To-do list
A – List the things that, according to the post, non-DA users should not be allowed to manage on DCs.
B – Rewrite the post, starting with "I obviously have" and going on through "compromise your environment.", with "DCs" changed to "domain controllers".

Passage given
☆ ☆ ☆ ☆ ☆ ☆ ☆

I obviously have to agree with Jorge here.

Allowing non-DA users to manage the file system and drivers and services on
DCs is not a good thing - ever. When you do that and you don't make the
person doing it to be a DA, you are simply depending on the fact that the
individual involved is not aware enough to compromise your environment.
Unfortunately, they may learn or something they may run may have that
knowledge. Basically an untrusted person has too much power over your core
security. How do I know they aren't trusted, you didn't give them DA.

☆ ☆ ☆ ☆ ☆ ☆ ☆

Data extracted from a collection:

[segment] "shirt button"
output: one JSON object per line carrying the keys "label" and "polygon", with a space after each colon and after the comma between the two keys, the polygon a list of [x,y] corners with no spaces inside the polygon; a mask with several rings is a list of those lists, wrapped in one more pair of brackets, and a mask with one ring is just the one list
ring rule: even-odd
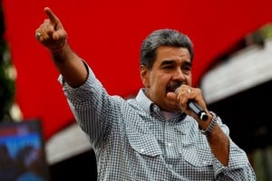
{"label": "shirt button", "polygon": [[144,152],[144,148],[140,149],[141,152]]}

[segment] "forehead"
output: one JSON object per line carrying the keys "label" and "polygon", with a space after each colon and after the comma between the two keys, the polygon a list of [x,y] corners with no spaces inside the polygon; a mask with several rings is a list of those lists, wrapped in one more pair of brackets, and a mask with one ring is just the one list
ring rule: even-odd
{"label": "forehead", "polygon": [[156,50],[157,60],[190,60],[190,54],[187,48],[174,46],[160,46]]}

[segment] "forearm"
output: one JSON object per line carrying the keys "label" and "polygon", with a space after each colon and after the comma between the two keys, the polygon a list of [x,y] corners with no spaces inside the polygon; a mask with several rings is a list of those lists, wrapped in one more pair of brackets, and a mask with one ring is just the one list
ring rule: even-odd
{"label": "forearm", "polygon": [[71,87],[77,88],[85,82],[88,76],[87,69],[68,43],[61,50],[51,52],[59,72]]}
{"label": "forearm", "polygon": [[210,134],[207,137],[213,155],[228,167],[229,158],[229,139],[217,124]]}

☆ ☆ ☆ ☆ ☆ ☆ ☆

Set of answers
A –
the file system
drivers
services

B –
I obviously have to agree with Jorge here.

Allowing non-DA users to manage the file system and drivers and services on
domain controllers is not a good thing - ever. When you do that and you don't make the
person doing it to be a DA, you are simply depending on the fact that the
individual involved is not aware enough to compromise your environment.